What this task involves:
Copy out the data below line for line, with no changes.
★ ★ ★
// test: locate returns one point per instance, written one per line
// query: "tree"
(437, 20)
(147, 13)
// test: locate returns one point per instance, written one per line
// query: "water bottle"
★ ★ ★
Solved problem:
// test: locate returns one point per instance, written one per line
// query: "tree"
(437, 20)
(147, 13)
// test: locate returns one point per instance, written one per line
// query: "water bottle"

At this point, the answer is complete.